_TÂCHE COURTE 1_
Recopiez fidèlement le passage de la critique de « Des poissons dans les arbres » qui va de « Comédie de Alexis » jusqu'à « faits de société. ».
_TÂCHE COURTE 2_
D'après la critique de « Des poissons dans les arbres », qui signe la mise en scène de la pièce ?
_TÂCHE COURTE 3_
Donnez la suite de la critique de « Des poissons dans les arbres » après sa dernière phrase.

_EXTRAIT DU DOCUMENT_
++++++++
Comédie de Alexis Vesigot-Wahl, mise en scène de Alex Waltz, avec Pascal Aubert et Alex Wahl.
Pour sa première incursion dans l’écriture dramatique, Alexis Vesigot-Wahl réussit un coup de maître avec "Des poissons dans les arbres", présentée comme une comédie insolite et pas bien pensante, qui s’avère une vraie comédie bien ficelée qui sort des sentiers battus de la pseudo-comédie contemporaine de mœurs et faits de société.
En effet, avec une intrigue ludique à suspense qui capte immédiatement l’attention du spectateur pour ne plus la lâcher jusqu'à un inattendu dénouement, il décroche de surcroît le pompon du manège en syncrétisant les registres souvent antinomiques que sont le rire, le suspense et la métaphysique pour composer un drôle de cocktail aussi rafraîchissant que roboratif.
Et, cerise sur le gâteau, avec une partition à rebondissements en cascade dotée de truculents dialogues en ping-pong pour deux solistes quasi beckettiens confrontés à l’essence de la condition humaine.
++++++++
_DONNÉES FOURNIES_
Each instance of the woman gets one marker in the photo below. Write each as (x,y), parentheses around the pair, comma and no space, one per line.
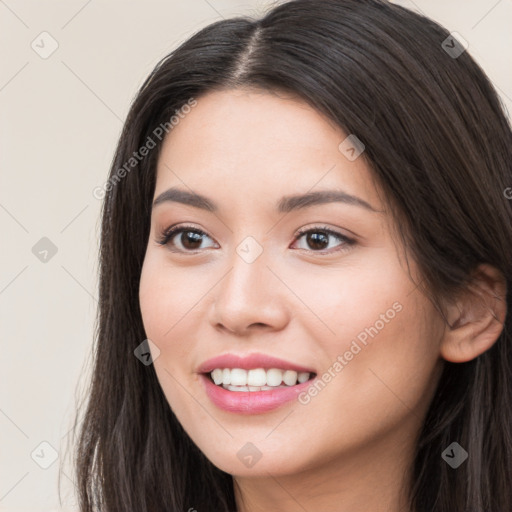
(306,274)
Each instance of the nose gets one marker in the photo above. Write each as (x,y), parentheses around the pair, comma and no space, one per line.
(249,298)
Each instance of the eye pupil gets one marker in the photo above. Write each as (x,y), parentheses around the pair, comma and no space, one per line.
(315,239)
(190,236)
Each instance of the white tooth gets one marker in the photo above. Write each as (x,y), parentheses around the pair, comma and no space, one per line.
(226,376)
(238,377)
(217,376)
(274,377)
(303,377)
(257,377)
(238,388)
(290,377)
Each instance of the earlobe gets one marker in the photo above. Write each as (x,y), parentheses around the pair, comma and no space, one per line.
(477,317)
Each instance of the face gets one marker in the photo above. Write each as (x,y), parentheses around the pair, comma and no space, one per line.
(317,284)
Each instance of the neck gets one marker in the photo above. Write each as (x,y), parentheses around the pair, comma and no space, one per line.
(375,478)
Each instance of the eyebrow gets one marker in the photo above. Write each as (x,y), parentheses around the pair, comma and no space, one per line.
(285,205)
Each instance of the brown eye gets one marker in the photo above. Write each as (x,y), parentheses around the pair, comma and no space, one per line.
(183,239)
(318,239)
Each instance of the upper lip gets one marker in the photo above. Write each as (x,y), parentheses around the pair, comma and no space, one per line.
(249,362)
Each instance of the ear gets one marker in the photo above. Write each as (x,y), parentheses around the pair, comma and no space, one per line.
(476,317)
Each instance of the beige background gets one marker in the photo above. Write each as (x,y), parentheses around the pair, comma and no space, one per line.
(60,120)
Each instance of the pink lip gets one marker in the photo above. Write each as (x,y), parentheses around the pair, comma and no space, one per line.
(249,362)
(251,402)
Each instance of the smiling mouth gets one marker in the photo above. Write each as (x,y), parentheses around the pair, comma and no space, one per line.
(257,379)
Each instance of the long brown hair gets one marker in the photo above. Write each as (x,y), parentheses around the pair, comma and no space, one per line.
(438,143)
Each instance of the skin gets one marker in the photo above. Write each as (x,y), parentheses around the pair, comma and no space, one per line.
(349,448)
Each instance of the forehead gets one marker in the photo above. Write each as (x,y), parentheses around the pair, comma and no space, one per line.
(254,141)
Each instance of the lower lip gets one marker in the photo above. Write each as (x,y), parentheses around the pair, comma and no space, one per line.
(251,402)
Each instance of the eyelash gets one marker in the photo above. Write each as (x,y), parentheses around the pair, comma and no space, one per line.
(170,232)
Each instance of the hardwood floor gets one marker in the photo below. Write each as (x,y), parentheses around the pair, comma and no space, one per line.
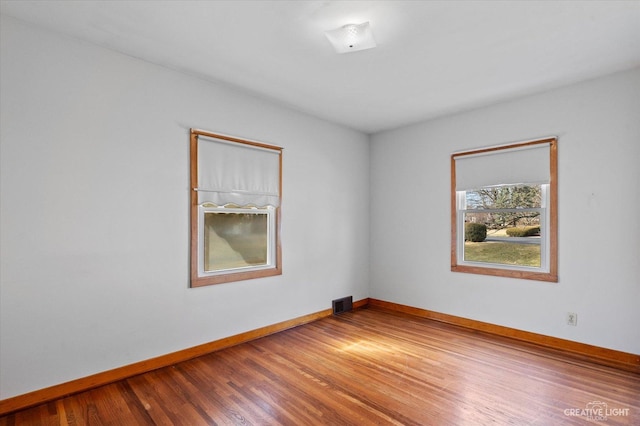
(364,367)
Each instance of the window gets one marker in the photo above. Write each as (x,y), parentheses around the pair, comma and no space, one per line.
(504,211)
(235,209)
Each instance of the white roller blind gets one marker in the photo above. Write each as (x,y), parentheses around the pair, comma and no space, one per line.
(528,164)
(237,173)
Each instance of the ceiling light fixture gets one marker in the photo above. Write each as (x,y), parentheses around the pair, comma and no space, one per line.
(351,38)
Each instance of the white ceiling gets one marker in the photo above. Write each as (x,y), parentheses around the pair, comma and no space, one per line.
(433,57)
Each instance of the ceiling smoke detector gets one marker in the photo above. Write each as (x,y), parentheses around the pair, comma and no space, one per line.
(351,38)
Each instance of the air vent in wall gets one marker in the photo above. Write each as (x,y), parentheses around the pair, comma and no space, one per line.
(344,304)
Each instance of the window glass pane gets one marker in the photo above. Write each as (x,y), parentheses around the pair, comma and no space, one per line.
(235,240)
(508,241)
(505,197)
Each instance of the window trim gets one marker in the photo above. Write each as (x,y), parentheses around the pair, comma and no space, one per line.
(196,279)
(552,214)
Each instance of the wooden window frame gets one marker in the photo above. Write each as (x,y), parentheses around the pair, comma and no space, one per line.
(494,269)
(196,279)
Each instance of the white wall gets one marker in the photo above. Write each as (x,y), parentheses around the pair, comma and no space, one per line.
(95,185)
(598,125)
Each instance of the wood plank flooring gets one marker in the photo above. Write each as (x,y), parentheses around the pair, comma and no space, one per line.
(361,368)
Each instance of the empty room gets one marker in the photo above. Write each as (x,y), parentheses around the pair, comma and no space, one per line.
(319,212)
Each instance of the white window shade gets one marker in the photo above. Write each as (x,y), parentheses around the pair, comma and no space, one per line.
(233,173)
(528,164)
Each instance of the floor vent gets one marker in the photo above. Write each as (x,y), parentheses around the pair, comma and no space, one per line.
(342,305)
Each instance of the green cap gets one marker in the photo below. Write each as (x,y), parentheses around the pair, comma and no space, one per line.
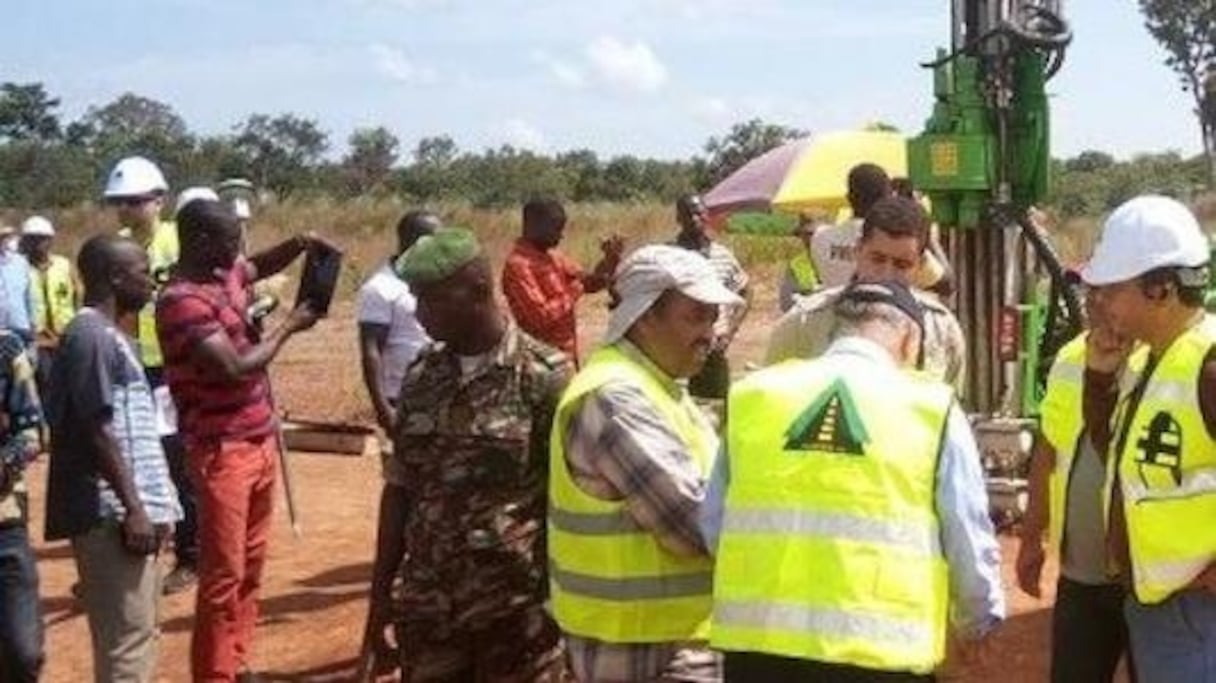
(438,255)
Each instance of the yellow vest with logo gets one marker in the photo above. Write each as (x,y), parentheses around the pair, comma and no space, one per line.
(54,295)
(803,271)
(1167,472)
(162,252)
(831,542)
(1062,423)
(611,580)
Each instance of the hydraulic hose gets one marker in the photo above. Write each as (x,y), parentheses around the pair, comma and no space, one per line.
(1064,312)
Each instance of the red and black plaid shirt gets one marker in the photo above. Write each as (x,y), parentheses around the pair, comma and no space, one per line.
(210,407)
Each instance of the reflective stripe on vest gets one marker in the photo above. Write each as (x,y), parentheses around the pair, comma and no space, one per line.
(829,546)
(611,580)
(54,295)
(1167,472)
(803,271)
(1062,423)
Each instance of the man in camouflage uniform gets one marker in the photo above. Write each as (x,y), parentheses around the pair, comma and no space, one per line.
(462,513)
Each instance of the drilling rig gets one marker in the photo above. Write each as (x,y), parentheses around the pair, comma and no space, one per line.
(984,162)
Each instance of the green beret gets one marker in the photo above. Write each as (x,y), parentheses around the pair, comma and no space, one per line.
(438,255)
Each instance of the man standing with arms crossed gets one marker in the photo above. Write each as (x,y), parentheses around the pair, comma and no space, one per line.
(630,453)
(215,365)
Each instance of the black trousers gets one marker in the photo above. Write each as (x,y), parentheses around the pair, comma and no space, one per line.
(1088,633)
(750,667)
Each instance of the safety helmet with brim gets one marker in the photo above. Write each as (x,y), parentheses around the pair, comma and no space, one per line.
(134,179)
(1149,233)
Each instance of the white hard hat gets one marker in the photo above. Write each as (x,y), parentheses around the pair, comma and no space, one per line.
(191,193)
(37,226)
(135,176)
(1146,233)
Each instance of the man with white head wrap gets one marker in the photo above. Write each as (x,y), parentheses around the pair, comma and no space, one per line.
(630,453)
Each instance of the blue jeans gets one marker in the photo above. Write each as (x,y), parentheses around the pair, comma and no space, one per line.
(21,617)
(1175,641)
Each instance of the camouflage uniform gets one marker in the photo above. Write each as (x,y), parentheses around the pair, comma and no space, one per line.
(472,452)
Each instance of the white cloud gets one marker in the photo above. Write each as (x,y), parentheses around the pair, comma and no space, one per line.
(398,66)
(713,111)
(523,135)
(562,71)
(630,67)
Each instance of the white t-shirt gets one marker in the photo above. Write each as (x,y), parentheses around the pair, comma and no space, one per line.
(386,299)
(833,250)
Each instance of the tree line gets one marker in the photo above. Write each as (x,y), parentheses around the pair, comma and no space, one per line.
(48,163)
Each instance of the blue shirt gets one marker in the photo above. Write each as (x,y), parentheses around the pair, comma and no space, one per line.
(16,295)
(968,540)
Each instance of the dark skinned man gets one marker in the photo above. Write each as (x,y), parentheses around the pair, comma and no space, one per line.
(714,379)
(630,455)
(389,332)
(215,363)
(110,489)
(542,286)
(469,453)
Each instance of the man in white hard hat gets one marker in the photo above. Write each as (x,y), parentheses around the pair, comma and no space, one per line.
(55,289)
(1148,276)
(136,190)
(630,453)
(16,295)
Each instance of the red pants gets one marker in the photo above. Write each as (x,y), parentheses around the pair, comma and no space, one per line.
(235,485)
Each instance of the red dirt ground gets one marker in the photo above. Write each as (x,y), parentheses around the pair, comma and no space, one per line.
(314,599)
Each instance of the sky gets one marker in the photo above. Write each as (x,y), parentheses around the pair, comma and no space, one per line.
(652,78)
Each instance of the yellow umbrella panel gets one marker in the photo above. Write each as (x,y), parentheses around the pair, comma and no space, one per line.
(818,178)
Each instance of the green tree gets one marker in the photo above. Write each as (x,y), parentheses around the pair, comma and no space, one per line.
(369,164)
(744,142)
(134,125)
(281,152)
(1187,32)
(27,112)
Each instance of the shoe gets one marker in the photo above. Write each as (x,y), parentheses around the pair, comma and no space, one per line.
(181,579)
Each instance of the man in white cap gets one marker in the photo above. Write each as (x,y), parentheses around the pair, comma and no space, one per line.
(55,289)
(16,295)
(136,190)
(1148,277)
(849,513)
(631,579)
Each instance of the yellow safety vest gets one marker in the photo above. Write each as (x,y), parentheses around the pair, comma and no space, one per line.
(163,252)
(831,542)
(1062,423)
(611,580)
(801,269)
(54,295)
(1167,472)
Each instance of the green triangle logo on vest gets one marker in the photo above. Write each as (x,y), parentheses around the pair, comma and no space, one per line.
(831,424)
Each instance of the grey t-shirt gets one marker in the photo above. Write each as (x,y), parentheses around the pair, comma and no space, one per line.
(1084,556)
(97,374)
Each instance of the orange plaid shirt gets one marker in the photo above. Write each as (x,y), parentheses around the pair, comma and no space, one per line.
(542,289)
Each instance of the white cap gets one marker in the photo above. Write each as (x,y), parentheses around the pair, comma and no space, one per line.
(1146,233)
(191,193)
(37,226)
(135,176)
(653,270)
++++++++
_RÉSULTAT 1_
Comédie de Alexis Vesigot-Wahl, mise en scène de Alex Waltz, avec Pascal Aubert et Alex Wahl.
Pour sa première incursion dans l’écriture dramatique, Alexis Vesigot-Wahl réussit un coup de maître avec "Des poissons dans les arbres", présentée comme une comédie insolite et pas bien pensante, qui s’avère une vraie comédie bien ficelée qui sort des sentiers battus de la pseudo-comédie contemporaine de mœurs et faits de société.

_RÉSULTAT 2_
Alex Waltz.

_RÉSULTAT 3_
Rire parce que l’humour est toujours présent pour traiter avec légèreté de sujets graves et inversement, suspense parce qu’est menée une subtile enquête pour résoudre le mystère d’une étrange substitution de valise, et métaphysique parce que à l’instar de l’antienne de l’un des personnages qui a inspiré le titre de la pièce - "Quand on regarde les nuages se refléter dans l'eau, on voit des poissons dans les arbres" - qui évoque la caverne de Platon, la fameuse histoire de valise est comme l’arbre qui cache la forêt.
Deux hommes, une valise. En attendant Godot ? Peut-être. Tout commence avec un personnage affligeant de banalité, un clampin nommé Martin Loiseau, archétype de l’anti-héros ordinaire, qui, en transit un dimanche entre la gare et le bateau qui doit le mener à un archipel paradisiaque pour des vacances de rêve, se retrouve avec une valise qui n’est pas la sienne.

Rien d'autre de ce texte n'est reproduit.